Object position labeling entries:
━━━━━━━━━━
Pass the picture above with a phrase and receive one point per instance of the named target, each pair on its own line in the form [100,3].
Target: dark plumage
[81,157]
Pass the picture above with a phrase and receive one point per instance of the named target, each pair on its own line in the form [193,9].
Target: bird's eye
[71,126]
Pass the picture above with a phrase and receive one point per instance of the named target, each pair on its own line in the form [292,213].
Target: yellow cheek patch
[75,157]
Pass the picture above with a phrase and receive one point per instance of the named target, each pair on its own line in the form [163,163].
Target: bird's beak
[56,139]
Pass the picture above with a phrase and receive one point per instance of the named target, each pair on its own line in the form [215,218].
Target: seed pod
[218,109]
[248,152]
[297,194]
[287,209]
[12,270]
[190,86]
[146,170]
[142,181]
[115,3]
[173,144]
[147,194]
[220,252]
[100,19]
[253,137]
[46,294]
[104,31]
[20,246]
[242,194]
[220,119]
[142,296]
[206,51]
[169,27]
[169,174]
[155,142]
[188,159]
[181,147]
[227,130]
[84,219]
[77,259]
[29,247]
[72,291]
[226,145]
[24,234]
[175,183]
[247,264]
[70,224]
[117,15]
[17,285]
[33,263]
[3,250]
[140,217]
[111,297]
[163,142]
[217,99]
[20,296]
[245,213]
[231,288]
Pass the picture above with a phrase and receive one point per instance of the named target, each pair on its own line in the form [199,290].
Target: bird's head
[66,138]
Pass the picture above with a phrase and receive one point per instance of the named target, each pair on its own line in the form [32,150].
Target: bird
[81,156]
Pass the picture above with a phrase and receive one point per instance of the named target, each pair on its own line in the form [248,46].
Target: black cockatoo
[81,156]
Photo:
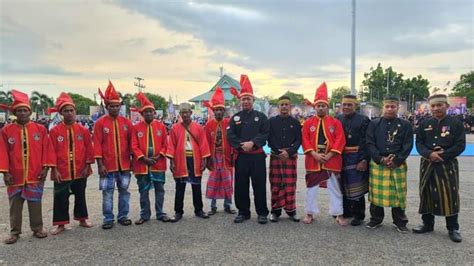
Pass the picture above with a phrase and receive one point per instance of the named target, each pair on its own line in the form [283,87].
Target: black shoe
[176,218]
[262,219]
[294,218]
[164,219]
[107,226]
[274,218]
[421,229]
[373,225]
[241,218]
[401,228]
[229,210]
[125,222]
[212,211]
[455,236]
[356,222]
[202,214]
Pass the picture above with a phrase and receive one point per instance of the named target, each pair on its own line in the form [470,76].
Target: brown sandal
[12,239]
[308,219]
[40,234]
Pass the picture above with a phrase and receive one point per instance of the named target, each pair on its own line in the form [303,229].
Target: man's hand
[247,145]
[434,157]
[362,166]
[283,154]
[43,173]
[8,179]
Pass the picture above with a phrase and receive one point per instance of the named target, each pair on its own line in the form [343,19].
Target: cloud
[171,50]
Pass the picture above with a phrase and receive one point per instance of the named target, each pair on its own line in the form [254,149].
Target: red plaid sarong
[220,183]
[283,177]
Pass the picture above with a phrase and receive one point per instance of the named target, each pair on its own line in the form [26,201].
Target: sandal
[341,221]
[12,239]
[40,234]
[140,221]
[125,222]
[308,219]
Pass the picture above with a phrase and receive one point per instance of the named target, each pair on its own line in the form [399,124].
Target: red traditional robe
[140,143]
[211,134]
[336,141]
[24,160]
[112,142]
[79,139]
[177,152]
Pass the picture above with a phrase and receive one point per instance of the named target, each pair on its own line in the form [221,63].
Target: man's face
[439,109]
[390,110]
[22,114]
[69,113]
[284,107]
[246,102]
[219,113]
[114,109]
[348,108]
[185,115]
[321,109]
[148,115]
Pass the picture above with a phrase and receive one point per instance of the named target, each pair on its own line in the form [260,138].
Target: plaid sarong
[388,187]
[283,176]
[219,184]
[355,183]
[439,187]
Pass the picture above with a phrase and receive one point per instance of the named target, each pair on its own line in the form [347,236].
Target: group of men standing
[349,155]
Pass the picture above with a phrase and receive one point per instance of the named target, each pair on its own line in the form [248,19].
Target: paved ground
[218,240]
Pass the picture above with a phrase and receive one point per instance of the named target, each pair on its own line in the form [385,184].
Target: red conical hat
[111,95]
[145,102]
[217,99]
[20,99]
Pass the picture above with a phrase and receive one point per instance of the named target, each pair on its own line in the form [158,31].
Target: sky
[178,47]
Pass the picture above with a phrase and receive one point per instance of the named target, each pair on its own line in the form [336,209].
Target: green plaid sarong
[388,187]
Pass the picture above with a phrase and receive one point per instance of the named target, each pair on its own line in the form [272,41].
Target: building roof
[225,82]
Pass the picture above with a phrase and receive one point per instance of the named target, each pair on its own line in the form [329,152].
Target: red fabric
[105,146]
[39,152]
[321,94]
[283,177]
[111,95]
[140,140]
[335,142]
[211,133]
[217,99]
[145,103]
[176,150]
[82,145]
[20,99]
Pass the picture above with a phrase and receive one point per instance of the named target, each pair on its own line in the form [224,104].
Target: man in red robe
[188,151]
[27,155]
[149,162]
[219,184]
[72,145]
[112,150]
[323,142]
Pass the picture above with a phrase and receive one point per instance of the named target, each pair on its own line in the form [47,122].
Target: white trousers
[335,198]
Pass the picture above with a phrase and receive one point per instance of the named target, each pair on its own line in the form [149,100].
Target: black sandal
[125,222]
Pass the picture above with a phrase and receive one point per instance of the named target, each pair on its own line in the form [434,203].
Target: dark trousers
[16,214]
[62,191]
[354,208]
[251,166]
[398,215]
[181,189]
[451,221]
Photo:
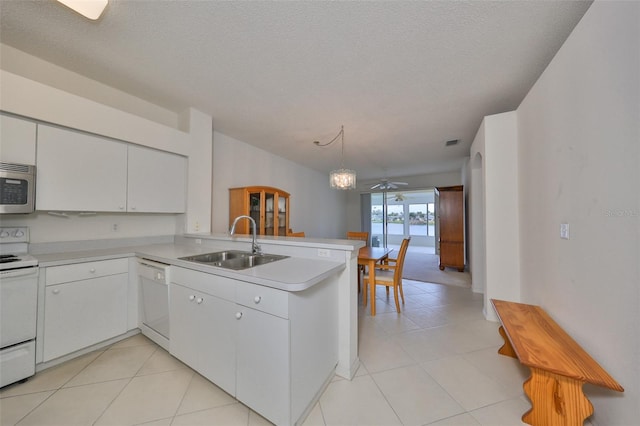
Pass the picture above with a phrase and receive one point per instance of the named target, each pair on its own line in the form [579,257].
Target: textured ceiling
[402,77]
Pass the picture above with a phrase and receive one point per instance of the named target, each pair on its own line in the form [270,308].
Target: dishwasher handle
[155,271]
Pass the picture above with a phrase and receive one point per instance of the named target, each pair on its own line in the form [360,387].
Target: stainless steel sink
[234,259]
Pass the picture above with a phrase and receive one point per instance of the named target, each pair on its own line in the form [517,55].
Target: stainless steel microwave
[17,188]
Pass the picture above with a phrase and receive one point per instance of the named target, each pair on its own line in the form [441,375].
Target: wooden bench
[559,366]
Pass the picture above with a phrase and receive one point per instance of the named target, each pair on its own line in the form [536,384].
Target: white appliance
[154,301]
[18,306]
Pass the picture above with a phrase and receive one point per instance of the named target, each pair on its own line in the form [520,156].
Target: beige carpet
[424,267]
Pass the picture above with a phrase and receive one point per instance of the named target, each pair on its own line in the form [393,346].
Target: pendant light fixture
[341,178]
━━━━━━━━━━
- EXERCISE: Copy all of the material above with "receive" swapped for "get" wherever it occurs, leaving the pictures out and keeping everything else unchanged.

- EXERCISE RESULT:
Pass the picture above with a phrase and get one point per instance of the named target, each pair on its own line in the form [100,3].
Target: dark plumage
[81,157]
Pass the picture above with a phrase and get one point per instance of the named target, each pair on its own line in the form [193,9].
Target: bird's eye
[71,126]
Pass the picture above with a phrase and get one point per instance of the named target, each pair on its own line in the form [292,213].
Target: yellow cheek patch
[75,157]
Pass the picture above with a phrase and get one point per instance of the named target, each pair on its own line in the form [163,163].
Target: bird's beak
[56,139]
Pass the picture above with a phrase and get one point per instance of the named target, each pair on its own line in the form [215,218].
Target: seed pod
[218,109]
[248,152]
[297,194]
[287,209]
[12,270]
[190,86]
[146,170]
[142,181]
[115,3]
[173,144]
[147,194]
[220,252]
[100,19]
[253,137]
[46,294]
[104,31]
[20,246]
[242,194]
[220,119]
[142,296]
[206,51]
[169,27]
[169,174]
[155,142]
[188,159]
[181,147]
[227,130]
[84,219]
[77,259]
[29,247]
[72,291]
[226,145]
[24,234]
[175,183]
[247,264]
[70,224]
[117,15]
[17,285]
[33,263]
[3,250]
[140,217]
[111,297]
[163,142]
[217,99]
[20,296]
[245,213]
[231,288]
Pass the picture above with a phrase and get one point per instance of the named target, each pair on its own line in the form [199,290].
Target: bird's head
[66,138]
Pass the picture above with a phrase and get one point per instance of the named target, each pair on its own line in the form [32,150].
Target: bird
[81,156]
Pass the picture above with a phrase and get one point per instance of the named target, each pair on its own line in the form [248,46].
Target: black cockatoo
[81,156]
Photo:
Pass the picture above with a phrase and get one point per instance of the named target, each pair on its own line in the form [283,87].
Target: black shoe
[176,218]
[262,219]
[294,218]
[164,219]
[107,226]
[274,218]
[421,229]
[373,225]
[241,218]
[401,228]
[229,210]
[125,222]
[212,211]
[455,236]
[356,222]
[202,214]
Pass the picture above with a phrase and get one point per instance of the named target, each pair on its own line in the form [470,76].
Target: brown sandal
[12,239]
[308,219]
[40,234]
Pass the picture above with a phrase and get one point per instance of the named target, each pair on its own line in the form [303,229].
Target: man's hand
[247,145]
[434,157]
[362,166]
[283,154]
[43,173]
[8,179]
Pass the picture above with a phrase and get one point per instance of the named target, each pair on its own line in the form [343,19].
Target: cloud
[171,50]
Pass the picture above with a phrase and get one point per instance of the named target, each pair on its own line in the form [254,149].
Target: red plaid sarong
[220,183]
[283,177]
Pass the picture above with a phrase and get one point per instance of the named target, each pair on its own line in the form [26,201].
Target: sandal
[341,221]
[12,239]
[40,234]
[140,221]
[125,222]
[308,219]
Pass the picture above with a phrase and get one point per instance of the named target, each pair on its own line in the form [399,124].
Target: red traditional robe
[140,143]
[211,134]
[336,141]
[24,160]
[112,142]
[79,139]
[177,152]
Pass the picture above with a phrase and get one point per instance of the named target, each pair on its own line in the form [221,63].
Target: man's face
[439,109]
[390,110]
[22,114]
[69,113]
[284,107]
[246,102]
[219,113]
[114,109]
[348,108]
[185,115]
[321,109]
[148,115]
Pass the picture above with a phrase and get one point per instance of the named target, each pair on its own line in the form [260,138].
Target: plaid sarong
[388,187]
[283,176]
[219,184]
[355,183]
[439,187]
Pass the picture above with a phrase and get one point per instance of the named target, each pair on its own line in the form [347,236].
Target: group of men standing
[349,155]
Pass the picture above with a phrase and get one point per instance of the named target, each pair on its own line in the form [248,19].
Target: paved ground
[218,240]
Pass the picture above with a phrase and get one point per instance of the named target, each pair on its own line in the form [385,184].
Target: red conical hat
[111,95]
[145,102]
[217,99]
[20,99]
Pass the picture above with a phrase and get one point per instance of the named target, each pair on its own line in the form [158,31].
Target: sky
[178,47]
Pass the picture above with a phrase and get one point per instance of the named target, each pair on its own line in the form [336,209].
Target: green plaid sarong
[388,187]
Pass the picture above with a phrase and get one point per instance of the named target, each pair on its own line in the form [272,41].
Target: building roof
[225,82]
Pass the picture above with a phrase and get one point per instance of the named target, each pair on its own line in the form [329,152].
Target: red fabric
[105,146]
[39,152]
[321,94]
[283,177]
[111,95]
[140,140]
[335,142]
[211,133]
[217,99]
[145,103]
[176,150]
[82,145]
[20,99]
Pass the picture above with a phrase and get one point per instance of the named target, each pair on its own line in the form [224,104].
Target: man in red robe
[188,151]
[27,155]
[149,162]
[219,184]
[72,145]
[112,150]
[323,142]
Pass the picture above with a phrase and get one point per instance of the named target, each pair on its own line in the form [47,122].
Target: white trousers
[335,198]
Pass the picture above with a phrase and get one point per instance of the named target, each pair on its own line in the form [149,100].
Target: black sandal
[125,222]
Pass the picture above with a phrase and get one point per instance of the named target, each pair on its own line in the form [434,203].
Target: dark trousers
[16,214]
[62,191]
[354,208]
[251,166]
[398,215]
[181,189]
[451,221]
Photo:
Pass the picture above with a phrase and get one point per instance of the named target, each pair on its own line in the form [579,257].
Target: textured ceiling
[402,77]
Pass the picture above with a phrase and get one point per instance of the named target, each pair on its own line in the form [270,308].
Target: dishwasher handle
[155,271]
Pass the picture above with a phrase and get one point per instance of the named target, each pair on its own line in the form [360,387].
Target: stainless steel sink
[234,259]
Pass the picture above with a phrase and get one point per instance of the named target, each pair on its own line in the form [517,55].
Target: stainless steel microwave
[17,188]
Pass the picture above with a phrase and get one point per instance of the named target, each pair on its own line in the form [441,375].
Target: wooden bench
[559,366]
Pass the picture above with a phrase and get one point per instance of the named target, each pair on its own line in the form [536,384].
Target: white appliance
[154,301]
[18,306]
Pass the picture above with a phrase and get one point per instance of the named target, each pair on its own line in the form [520,156].
Target: beige carpet
[424,267]
Pass the picture above with a phrase and get one point per instance of the named target, each pair on its own line in the form [393,346].
Target: pendant light fixture
[341,178]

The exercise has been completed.